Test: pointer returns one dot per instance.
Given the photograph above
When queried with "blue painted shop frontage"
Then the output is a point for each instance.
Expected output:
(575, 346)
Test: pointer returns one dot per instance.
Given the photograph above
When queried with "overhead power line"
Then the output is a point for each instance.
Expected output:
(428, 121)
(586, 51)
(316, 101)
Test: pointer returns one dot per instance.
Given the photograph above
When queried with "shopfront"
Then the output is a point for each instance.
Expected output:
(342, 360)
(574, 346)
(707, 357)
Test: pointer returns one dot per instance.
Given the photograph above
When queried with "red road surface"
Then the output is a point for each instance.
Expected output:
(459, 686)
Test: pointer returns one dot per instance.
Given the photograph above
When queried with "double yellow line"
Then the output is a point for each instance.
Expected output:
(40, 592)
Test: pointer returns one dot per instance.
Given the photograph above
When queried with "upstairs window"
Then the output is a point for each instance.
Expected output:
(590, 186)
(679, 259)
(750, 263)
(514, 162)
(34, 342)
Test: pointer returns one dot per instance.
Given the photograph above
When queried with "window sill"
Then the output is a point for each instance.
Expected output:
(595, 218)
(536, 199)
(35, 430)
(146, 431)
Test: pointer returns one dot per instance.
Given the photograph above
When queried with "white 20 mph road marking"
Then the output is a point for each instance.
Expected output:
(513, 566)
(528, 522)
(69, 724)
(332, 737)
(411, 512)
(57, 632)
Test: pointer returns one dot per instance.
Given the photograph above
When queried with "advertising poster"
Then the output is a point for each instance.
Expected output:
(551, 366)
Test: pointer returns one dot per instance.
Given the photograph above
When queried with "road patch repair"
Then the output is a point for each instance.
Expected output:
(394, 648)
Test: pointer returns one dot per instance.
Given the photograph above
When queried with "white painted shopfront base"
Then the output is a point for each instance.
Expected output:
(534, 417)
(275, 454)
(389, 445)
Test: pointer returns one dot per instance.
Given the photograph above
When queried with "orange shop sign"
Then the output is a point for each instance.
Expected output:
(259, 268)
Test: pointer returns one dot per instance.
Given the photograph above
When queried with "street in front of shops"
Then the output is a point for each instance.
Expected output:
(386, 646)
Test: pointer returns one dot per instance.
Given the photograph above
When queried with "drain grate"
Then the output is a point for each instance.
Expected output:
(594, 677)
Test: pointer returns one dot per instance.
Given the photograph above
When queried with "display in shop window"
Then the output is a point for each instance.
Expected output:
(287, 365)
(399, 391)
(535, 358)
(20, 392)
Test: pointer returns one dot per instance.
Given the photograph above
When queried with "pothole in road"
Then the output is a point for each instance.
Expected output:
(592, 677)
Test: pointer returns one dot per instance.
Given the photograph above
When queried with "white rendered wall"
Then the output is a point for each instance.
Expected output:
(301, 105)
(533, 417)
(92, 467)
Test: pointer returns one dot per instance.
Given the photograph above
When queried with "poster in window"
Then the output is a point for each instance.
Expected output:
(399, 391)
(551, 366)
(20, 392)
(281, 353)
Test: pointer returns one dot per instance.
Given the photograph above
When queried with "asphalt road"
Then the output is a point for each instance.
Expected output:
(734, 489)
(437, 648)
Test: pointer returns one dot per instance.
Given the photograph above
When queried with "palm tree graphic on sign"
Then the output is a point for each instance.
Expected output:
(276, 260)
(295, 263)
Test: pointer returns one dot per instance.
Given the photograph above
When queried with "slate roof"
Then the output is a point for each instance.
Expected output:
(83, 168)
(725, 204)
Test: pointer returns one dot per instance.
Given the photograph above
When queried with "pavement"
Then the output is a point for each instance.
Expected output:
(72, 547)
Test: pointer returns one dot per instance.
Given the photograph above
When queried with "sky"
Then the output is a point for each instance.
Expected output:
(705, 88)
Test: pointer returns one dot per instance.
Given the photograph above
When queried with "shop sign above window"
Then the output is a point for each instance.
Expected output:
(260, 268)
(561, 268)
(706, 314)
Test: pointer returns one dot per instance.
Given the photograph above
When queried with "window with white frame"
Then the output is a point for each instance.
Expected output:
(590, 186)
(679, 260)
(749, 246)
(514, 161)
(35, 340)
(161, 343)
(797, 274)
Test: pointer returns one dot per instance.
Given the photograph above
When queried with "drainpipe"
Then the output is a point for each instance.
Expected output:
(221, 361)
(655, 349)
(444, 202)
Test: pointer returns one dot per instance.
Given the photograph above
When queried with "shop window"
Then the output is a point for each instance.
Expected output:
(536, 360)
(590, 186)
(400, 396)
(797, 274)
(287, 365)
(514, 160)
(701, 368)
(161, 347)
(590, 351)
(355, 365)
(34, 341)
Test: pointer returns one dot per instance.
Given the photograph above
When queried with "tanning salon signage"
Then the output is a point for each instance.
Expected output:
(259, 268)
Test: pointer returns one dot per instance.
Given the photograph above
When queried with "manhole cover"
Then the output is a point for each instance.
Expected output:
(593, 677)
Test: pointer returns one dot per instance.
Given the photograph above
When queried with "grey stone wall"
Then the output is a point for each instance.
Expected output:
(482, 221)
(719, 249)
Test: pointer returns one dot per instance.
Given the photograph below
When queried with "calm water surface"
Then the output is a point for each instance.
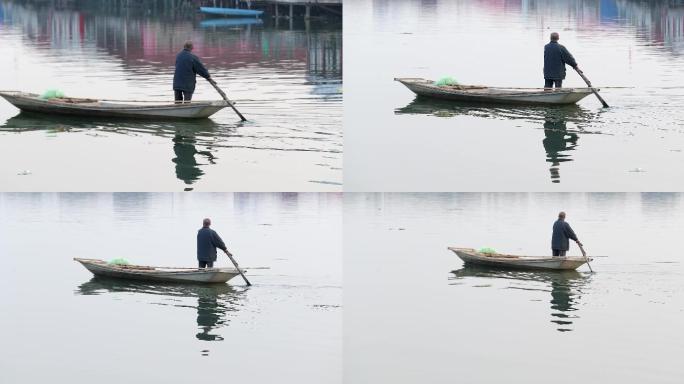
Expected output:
(413, 313)
(58, 323)
(286, 78)
(397, 143)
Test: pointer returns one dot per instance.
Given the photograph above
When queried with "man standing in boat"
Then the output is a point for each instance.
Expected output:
(187, 67)
(207, 242)
(555, 58)
(562, 233)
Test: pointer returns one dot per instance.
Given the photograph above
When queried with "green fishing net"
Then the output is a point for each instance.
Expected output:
(119, 261)
(52, 94)
(446, 81)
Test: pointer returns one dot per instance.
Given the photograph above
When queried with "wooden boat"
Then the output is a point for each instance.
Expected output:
(231, 11)
(484, 94)
(30, 102)
(158, 274)
(471, 256)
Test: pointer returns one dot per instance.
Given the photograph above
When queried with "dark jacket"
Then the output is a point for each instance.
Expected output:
(187, 66)
(207, 242)
(561, 235)
(555, 58)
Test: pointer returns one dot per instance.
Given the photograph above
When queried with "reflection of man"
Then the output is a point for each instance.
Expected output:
(187, 67)
(562, 232)
(207, 242)
(557, 140)
(209, 313)
(187, 167)
(555, 58)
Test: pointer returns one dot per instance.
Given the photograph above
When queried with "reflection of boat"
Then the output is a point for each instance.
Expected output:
(477, 93)
(161, 274)
(214, 301)
(565, 286)
(471, 256)
(230, 11)
(516, 274)
(229, 22)
(90, 107)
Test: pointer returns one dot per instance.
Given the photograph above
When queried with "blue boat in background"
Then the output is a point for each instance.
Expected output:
(231, 11)
(232, 22)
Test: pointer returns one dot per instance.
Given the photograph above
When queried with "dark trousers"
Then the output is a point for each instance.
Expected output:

▶ **GIVEN PROBLEM**
Exclude the pictures. Write out the remaining data exactly.

▶ **SOLUTION TO THE EXERCISE**
Test: pointer returns one dot per instance.
Given the photograph above
When queried with "blue painted shop frontage"
Then the output is a point for each instance.
Expected output:
(575, 346)
Test: pointer returns one dot per instance.
Given the photograph above
When queried with "overhead power line"
Then the output is a point for each instance.
Expected output:
(428, 121)
(586, 51)
(316, 101)
Test: pointer returns one dot per instance.
Given the photograph above
When queried with "shopfront"
Then the output is a point for each instance.
Expected output:
(342, 360)
(574, 346)
(707, 357)
Test: pointer returns one dot per instance.
Given the photograph above
When queried with "red road surface"
Then the output is a point for each instance.
Expected output:
(459, 686)
Test: pointer returns one dot per instance.
Given the photograph above
When queried with "double yellow line"
Then the output is a point for each instance.
Expected output:
(40, 592)
Test: pointer returns one dot per instance.
Given the photograph above
When queried with "upstairs window"
Then the output is a point for each instance.
Expected output:
(590, 186)
(679, 259)
(750, 263)
(514, 162)
(34, 342)
Test: pointer returns one dot per instance.
Given the photograph above
When queried with "window sill"
Then the output is a point for each instance.
Expected output:
(595, 218)
(536, 199)
(35, 430)
(146, 431)
Test: pointer returns one dot per instance.
Given the photograph above
When queried with "white 20 mph road marking"
Then the output is a point for each instance.
Expected output:
(513, 566)
(528, 522)
(69, 724)
(332, 737)
(411, 512)
(57, 632)
Test: pointer returns one dot per instance.
Given the photograph above
When queried with "advertising poster"
Then the output is a point for each instance.
Expected output:
(551, 366)
Test: pointer returns one dot per instance.
Given the photograph above
When queried with "road patch repair"
Then the output is a point for each instance.
Expected output:
(394, 648)
Test: pointer returns one dot per instance.
Given the photograph above
When queried with "white painted shopfront base"
Then the output is a point for each instance.
Expected output:
(534, 417)
(275, 454)
(389, 445)
Test: pointer returns one dot per instance.
Given the photograph above
When queried with "orange shop sign"
Then the output is a point for each instance.
Expected output:
(259, 268)
Test: pointer returns one dot per instance.
Given the photograph above
When queried with "street in front of shops"
Then the output is a point for each instance.
Expected output:
(386, 646)
Test: pointer returns one dot per instance.
Given the photograph above
When queried with "drain grate"
Then the output is a point for each instance.
Expected output:
(594, 677)
Test: pointer returns one dot per instance.
Given the photograph above
When queried with "display in shop window"
Then the output is a point for each instance.
Expected output:
(287, 365)
(399, 391)
(535, 358)
(20, 392)
Test: pointer returns one dot per instance.
Given the photograph above
When queried with "pothole in road"
Then the output is a point for each instance.
Expected output:
(592, 677)
Test: pointer returns one dot per instance.
Given the photograph above
When queried with "white rendered wall"
Then the output is a point for each instance.
Expected output:
(301, 105)
(533, 417)
(92, 467)
Test: pointer returns one dot per instance.
Given the photograph above
When queried with "poster in window"
Then the output is a point for each instance.
Expected output:
(399, 391)
(551, 366)
(20, 392)
(281, 353)
Test: pointer returns one dot per instance.
Given the photograph above
When queried with "asphalt road"
Then the output is a point for each instance.
Expected output:
(734, 489)
(437, 648)
Test: pointer returns one dot per instance.
Given the photograph above
When queried with "palm tree graphic on sign"
Then the output is a point for each instance.
Expected output:
(276, 260)
(295, 263)
Test: pointer returns one dot per instance.
Given the photograph above
When queried with "slate roof"
Then the output is a point for each instance.
Expected output:
(83, 168)
(725, 204)
Test: pointer returns one dot per instance.
Given the photograph above
When queried with "pavement"
Then the output is a point for each instance.
Expected output:
(72, 547)
Test: pointer returns one dot per instance.
Given the photograph above
When queried with "sky"
Then the output is a point for each instance.
Expected output:
(705, 88)
Test: pointer returns one dot per instance.
Given the photograph above
When queried with "shop sign above window"
Then the output is a point for each instance.
Expected output:
(260, 268)
(561, 268)
(706, 314)
Test: pointer returns one dot per instance.
Given the photograph above
When queried with "window with white frame"
Then the output is a point for each instance.
Expected output:
(590, 186)
(679, 260)
(749, 246)
(514, 161)
(35, 340)
(161, 343)
(797, 274)
Test: pointer returns one dot per instance.
Given the photograph above
When queried with "drainpipe"
Then the output is a point for each instance.
Expected output:
(221, 361)
(655, 349)
(444, 202)
Test: pointer returns one dot per instance.
Given the photograph above
When queried with "shop window"
Then the output is a point for each instance.
Expected output:
(536, 360)
(590, 186)
(400, 396)
(797, 274)
(287, 365)
(514, 160)
(701, 368)
(161, 347)
(590, 351)
(355, 365)
(34, 341)
Test: pointer returns one dot per instance.
Given the photograph above
When queried with "tanning salon signage"
Then the output is a point for each instance.
Expected output:
(259, 268)
Test: pointer returns one dot per instance.
Given the photograph above
When queried with "manhole cover"
Then the output is a point for each instance.
Expected output:
(593, 677)
Test: pointer returns one dot per instance.
Given the photograph above
When queried with "grey stone wall"
Then the output is a point for each instance.
Expected output:
(482, 221)
(719, 249)
Test: pointer returns one dot per instance.
Given the photograph below
When queried with "calm water surface"
Then the output is a point for each instance.
Expected output:
(413, 313)
(58, 323)
(286, 78)
(397, 143)
Test: pointer returns one dot per instance.
Given the photograph above
When queried with "man standing in boat"
Then the output is a point for each instance.
Expected output:
(187, 67)
(207, 242)
(555, 58)
(562, 233)
Test: pointer returns one dot per instance.
Given the photograph above
When queried with "green fishing net"
Then the output is a point for each instance.
Expected output:
(119, 261)
(52, 94)
(446, 81)
Test: pointer returns one dot per instance.
Given the photograph above
When queried with "wooden boat"
Then the output is a point for each instance.
Expected output:
(231, 11)
(484, 94)
(30, 102)
(158, 274)
(471, 256)
Test: pointer returns one dot per instance.
Given the photograph above
When queried with "dark jacket"
Then the output is a point for each instance.
Expected output:
(187, 66)
(207, 242)
(561, 235)
(555, 58)
Test: pointer returns one dot per instance.
Given the photograph above
When queried with "reflection of man"
Then the output is a point for each instance.
Expected output:
(187, 67)
(562, 232)
(207, 242)
(557, 140)
(209, 313)
(187, 167)
(555, 58)
Test: pointer returns one dot per instance.
Given the photograph above
When queried with "reflection of boat"
Then the output is a point for each instance.
Expected output:
(477, 93)
(161, 274)
(214, 301)
(565, 286)
(471, 256)
(230, 11)
(516, 274)
(229, 22)
(90, 107)
Test: pointer returns one dot per instance.
Given the photograph above
When queried with "blue boat in background"
Then the output is a point for each instance.
Expected output:
(231, 11)
(232, 22)
Test: pointer returns one dot per instance.
Given the photograph above
When queried with "dark trousers"
Then the output is a point for each instance.
Expected output:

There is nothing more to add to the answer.